- _What is required_
Scan the listing for the word "grille" and report every line that contains it.

--- Given information ---

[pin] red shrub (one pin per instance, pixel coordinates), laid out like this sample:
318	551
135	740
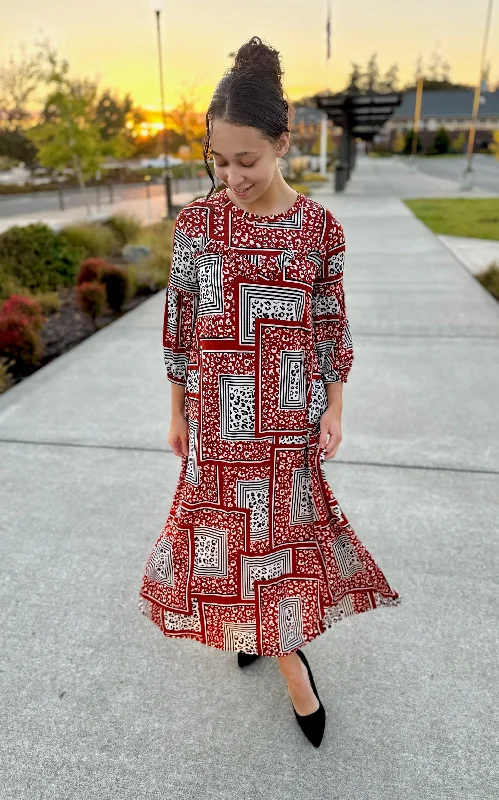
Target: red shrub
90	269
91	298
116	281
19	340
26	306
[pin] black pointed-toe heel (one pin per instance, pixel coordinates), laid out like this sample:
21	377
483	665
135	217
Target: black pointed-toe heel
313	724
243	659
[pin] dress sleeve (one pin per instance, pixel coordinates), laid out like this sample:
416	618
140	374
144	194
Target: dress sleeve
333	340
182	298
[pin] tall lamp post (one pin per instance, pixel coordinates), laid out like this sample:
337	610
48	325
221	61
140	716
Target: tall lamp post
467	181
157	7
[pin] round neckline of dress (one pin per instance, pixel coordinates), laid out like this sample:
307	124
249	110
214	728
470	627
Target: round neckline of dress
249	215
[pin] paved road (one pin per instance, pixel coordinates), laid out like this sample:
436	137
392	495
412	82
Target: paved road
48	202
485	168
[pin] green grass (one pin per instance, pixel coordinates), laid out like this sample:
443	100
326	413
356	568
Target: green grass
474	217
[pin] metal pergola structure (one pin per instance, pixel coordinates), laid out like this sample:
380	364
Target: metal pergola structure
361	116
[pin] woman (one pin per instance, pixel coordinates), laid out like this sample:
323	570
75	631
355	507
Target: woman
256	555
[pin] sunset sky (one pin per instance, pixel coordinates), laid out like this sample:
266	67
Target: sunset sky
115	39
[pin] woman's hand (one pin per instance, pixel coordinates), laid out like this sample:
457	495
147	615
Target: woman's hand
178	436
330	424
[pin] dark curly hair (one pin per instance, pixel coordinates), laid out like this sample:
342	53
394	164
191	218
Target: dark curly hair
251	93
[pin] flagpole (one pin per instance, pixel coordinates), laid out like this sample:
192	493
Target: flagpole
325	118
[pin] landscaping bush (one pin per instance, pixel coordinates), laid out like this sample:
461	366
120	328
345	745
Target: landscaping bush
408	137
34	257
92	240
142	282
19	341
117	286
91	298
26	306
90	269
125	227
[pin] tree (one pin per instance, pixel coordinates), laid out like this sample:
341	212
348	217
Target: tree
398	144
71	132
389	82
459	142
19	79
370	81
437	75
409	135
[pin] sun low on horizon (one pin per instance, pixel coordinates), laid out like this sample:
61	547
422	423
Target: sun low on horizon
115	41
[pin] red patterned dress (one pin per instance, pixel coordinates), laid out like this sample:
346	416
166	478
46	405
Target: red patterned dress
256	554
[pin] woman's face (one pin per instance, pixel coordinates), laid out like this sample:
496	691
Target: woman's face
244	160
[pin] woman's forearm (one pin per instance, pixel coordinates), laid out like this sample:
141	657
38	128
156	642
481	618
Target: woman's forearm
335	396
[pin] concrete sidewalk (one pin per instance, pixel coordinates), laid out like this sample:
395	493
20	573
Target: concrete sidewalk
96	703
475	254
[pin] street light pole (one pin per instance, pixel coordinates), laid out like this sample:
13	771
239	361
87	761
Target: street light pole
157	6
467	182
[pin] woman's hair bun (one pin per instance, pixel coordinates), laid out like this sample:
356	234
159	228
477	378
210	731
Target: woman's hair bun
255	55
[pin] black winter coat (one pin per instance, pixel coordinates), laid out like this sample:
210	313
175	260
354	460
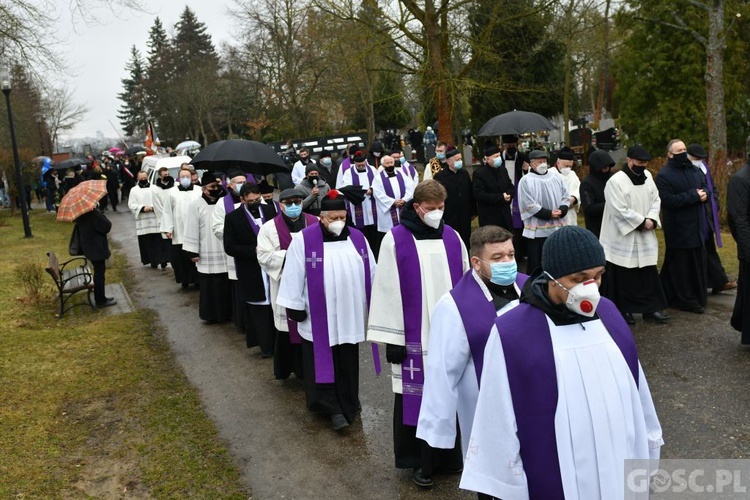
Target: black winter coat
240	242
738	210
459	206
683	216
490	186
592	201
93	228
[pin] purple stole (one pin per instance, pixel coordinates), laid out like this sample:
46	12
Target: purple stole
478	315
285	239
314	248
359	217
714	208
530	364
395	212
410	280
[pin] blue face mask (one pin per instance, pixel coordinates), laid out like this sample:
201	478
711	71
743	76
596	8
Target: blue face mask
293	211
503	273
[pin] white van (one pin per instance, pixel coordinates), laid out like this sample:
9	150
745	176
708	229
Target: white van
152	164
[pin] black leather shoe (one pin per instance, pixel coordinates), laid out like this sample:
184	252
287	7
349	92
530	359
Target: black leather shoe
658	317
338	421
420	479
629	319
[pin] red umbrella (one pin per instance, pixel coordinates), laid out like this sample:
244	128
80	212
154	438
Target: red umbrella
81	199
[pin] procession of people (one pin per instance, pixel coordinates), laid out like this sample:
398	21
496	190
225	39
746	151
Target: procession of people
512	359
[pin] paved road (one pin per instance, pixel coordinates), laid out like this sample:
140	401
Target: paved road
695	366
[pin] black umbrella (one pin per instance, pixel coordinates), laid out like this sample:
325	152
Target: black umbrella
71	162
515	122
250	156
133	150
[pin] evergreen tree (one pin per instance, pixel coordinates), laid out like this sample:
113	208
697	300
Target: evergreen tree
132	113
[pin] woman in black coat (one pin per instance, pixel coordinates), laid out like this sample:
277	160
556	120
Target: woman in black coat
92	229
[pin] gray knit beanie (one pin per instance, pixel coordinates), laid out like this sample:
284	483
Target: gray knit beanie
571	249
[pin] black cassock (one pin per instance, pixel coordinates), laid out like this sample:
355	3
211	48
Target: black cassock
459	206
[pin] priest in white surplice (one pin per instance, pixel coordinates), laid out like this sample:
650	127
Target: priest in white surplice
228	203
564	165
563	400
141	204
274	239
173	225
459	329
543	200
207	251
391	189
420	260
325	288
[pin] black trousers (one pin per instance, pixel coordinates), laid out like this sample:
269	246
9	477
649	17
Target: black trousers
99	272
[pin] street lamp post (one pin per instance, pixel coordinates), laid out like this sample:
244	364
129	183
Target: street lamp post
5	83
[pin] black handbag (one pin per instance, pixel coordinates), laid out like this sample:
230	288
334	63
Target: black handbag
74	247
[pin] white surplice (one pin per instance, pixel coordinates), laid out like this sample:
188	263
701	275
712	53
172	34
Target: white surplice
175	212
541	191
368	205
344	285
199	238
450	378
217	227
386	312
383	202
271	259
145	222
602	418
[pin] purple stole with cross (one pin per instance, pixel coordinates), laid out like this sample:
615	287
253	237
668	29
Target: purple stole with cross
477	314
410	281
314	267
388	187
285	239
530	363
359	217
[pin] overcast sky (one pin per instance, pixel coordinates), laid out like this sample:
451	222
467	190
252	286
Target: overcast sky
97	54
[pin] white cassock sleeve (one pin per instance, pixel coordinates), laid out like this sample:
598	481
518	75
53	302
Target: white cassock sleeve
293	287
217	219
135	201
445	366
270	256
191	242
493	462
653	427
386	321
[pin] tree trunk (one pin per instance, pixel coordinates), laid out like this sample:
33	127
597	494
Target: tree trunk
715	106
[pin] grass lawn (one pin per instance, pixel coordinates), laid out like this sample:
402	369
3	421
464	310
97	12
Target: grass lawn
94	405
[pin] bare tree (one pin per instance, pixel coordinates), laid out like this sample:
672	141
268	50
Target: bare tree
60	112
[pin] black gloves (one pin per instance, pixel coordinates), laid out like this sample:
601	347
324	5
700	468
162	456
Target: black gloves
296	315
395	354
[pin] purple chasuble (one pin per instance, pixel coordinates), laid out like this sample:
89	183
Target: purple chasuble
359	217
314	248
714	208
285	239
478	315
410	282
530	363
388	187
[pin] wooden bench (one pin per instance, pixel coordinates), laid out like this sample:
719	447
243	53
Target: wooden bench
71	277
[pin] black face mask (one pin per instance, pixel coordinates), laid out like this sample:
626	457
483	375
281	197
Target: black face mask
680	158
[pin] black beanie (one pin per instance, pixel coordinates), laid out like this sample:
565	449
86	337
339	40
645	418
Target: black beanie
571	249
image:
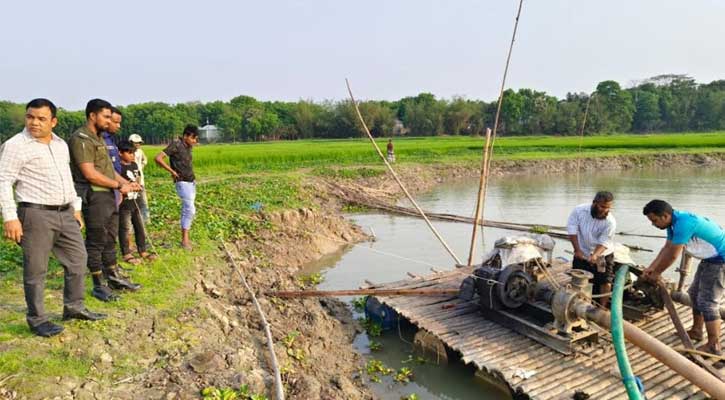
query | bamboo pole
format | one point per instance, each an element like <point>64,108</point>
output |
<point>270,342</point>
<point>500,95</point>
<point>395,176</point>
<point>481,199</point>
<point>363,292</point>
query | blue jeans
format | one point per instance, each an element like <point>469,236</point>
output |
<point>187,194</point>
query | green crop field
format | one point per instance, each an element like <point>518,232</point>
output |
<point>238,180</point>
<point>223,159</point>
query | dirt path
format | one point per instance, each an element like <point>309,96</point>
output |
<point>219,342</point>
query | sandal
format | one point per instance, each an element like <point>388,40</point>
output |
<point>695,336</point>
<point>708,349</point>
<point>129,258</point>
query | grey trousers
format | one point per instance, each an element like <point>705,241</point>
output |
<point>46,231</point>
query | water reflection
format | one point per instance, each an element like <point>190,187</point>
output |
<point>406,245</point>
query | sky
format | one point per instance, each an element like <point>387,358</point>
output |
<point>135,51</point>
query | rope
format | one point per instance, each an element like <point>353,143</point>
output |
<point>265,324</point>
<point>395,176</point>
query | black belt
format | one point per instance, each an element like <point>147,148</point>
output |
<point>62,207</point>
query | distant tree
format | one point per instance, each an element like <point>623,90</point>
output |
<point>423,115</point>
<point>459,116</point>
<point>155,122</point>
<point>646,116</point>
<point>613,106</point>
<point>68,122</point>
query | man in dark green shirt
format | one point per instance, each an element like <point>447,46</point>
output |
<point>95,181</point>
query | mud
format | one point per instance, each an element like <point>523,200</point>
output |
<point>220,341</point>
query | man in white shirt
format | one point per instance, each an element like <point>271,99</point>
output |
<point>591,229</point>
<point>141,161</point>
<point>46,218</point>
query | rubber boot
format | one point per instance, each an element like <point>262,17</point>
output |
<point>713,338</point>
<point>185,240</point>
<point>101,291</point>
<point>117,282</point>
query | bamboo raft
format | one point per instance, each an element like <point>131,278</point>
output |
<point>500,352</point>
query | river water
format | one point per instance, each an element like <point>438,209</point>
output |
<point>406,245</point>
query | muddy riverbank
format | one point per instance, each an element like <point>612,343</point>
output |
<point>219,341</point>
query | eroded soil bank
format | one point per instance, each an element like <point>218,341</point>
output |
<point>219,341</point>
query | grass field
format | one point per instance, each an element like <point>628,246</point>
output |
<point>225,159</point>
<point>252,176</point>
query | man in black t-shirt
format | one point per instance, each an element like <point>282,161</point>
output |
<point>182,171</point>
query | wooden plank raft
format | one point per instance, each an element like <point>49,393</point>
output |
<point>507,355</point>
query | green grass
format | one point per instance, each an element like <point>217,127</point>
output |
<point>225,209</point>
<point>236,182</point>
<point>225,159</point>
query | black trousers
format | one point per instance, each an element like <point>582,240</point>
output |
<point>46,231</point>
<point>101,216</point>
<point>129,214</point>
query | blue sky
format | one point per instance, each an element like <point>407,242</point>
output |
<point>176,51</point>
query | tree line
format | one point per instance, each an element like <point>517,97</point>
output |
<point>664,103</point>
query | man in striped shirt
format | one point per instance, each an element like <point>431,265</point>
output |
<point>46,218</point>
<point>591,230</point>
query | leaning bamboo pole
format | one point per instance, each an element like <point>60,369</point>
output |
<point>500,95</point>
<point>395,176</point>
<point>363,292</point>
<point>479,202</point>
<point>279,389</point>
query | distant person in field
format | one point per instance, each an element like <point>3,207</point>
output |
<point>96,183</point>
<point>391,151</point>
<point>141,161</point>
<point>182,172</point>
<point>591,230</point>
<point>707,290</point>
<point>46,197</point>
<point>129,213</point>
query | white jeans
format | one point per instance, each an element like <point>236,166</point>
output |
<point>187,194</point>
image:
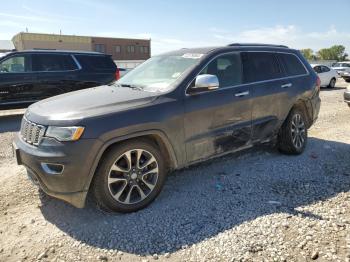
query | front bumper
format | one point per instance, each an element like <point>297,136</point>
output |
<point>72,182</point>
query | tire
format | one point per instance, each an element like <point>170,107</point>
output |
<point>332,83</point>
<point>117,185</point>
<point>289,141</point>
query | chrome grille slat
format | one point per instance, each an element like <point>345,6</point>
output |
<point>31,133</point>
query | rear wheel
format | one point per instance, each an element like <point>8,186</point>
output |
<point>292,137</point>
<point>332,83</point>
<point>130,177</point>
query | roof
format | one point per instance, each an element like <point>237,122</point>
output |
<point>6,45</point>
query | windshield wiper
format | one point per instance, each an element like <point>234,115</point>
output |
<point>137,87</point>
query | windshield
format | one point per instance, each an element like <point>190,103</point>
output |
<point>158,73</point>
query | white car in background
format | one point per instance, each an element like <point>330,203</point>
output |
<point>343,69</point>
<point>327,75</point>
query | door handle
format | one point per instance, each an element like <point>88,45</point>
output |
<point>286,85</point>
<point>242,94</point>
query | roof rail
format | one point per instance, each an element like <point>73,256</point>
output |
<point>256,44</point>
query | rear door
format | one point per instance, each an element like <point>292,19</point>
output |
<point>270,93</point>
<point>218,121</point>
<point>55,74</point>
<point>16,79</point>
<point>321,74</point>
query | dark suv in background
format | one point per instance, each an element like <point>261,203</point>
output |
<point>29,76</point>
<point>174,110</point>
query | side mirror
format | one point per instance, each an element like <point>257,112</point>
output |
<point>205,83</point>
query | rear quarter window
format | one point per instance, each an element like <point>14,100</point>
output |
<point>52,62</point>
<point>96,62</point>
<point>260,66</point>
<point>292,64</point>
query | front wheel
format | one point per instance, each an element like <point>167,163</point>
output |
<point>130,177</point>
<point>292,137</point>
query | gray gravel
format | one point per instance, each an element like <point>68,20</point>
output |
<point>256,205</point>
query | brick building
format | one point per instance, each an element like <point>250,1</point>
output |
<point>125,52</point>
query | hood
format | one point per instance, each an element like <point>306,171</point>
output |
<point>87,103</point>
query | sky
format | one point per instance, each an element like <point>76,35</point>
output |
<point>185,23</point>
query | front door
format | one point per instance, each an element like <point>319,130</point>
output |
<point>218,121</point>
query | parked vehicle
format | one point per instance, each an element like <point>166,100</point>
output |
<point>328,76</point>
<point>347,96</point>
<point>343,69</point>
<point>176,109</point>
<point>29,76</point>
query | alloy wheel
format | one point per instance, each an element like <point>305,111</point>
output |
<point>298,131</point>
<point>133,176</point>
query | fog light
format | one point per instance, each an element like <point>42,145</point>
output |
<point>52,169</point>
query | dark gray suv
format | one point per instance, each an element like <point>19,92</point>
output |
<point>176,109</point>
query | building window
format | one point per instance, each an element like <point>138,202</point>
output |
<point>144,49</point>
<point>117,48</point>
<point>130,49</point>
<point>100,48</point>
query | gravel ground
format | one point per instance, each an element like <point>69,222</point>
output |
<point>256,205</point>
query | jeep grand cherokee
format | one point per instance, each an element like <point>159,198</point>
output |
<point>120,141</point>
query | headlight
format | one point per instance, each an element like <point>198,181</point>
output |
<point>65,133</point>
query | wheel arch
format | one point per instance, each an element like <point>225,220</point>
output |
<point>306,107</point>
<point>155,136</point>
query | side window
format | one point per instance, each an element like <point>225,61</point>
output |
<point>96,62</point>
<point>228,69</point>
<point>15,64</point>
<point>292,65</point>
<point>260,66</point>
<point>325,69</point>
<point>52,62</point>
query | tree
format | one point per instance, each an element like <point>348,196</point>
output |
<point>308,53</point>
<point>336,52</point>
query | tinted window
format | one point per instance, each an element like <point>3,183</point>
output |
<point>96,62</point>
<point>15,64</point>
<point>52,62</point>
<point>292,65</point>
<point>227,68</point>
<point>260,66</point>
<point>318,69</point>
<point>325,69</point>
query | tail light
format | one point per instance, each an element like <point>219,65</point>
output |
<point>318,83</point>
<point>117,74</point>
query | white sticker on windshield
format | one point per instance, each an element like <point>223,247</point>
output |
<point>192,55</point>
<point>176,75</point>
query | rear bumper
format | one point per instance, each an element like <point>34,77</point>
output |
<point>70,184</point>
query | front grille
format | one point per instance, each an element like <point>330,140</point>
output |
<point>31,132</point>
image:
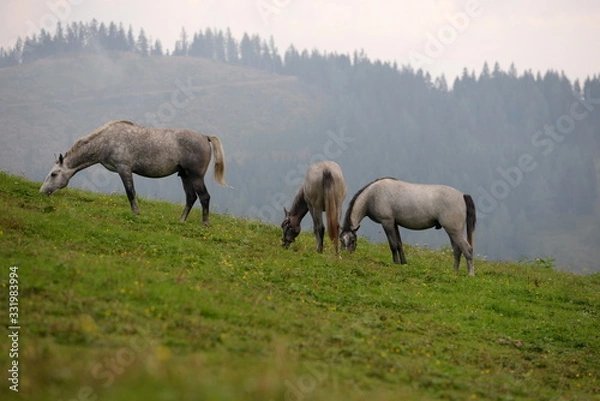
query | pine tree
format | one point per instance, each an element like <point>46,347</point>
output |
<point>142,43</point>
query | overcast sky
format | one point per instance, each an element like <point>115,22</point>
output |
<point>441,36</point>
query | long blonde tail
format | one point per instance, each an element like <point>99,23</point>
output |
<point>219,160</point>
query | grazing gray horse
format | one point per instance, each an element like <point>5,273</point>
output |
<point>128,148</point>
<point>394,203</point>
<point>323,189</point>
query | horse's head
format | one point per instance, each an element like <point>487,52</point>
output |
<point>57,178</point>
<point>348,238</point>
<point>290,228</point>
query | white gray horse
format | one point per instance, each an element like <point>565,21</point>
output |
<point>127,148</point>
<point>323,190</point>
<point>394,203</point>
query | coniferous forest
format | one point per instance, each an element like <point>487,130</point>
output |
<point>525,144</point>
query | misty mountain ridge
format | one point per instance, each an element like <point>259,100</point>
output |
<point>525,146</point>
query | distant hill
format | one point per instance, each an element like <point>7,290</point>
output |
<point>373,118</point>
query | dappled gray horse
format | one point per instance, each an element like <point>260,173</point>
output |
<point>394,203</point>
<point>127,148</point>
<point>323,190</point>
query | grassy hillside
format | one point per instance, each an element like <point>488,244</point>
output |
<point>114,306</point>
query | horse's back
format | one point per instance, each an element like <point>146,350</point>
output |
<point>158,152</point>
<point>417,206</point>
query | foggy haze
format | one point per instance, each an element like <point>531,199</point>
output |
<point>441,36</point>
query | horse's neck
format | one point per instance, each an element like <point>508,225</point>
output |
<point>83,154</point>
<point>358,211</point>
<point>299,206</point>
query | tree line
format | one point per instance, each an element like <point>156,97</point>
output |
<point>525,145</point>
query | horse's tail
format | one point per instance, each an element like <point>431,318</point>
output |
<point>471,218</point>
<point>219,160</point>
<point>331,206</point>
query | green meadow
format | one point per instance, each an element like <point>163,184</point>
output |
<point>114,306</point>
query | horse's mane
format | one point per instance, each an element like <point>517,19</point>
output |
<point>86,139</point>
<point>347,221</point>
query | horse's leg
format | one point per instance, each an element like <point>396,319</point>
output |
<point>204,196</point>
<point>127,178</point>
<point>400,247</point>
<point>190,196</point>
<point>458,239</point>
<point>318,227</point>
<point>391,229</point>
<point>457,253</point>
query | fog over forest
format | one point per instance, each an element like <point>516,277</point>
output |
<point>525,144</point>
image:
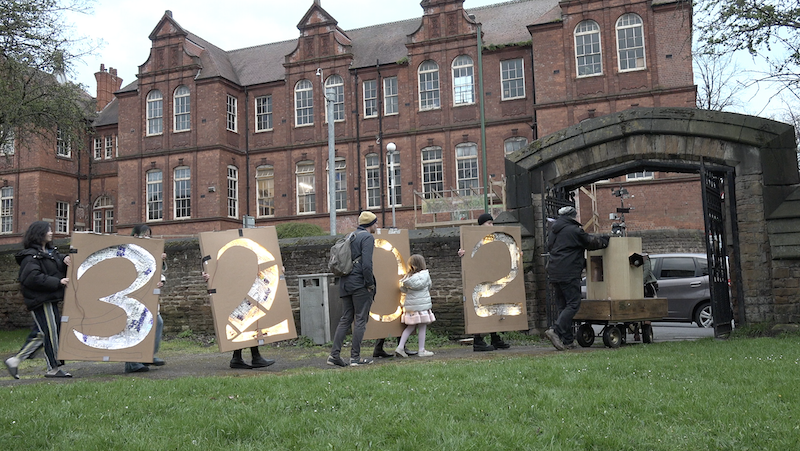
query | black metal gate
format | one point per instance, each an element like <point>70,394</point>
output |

---

- _Output_
query | chrome grille slat
query | front grille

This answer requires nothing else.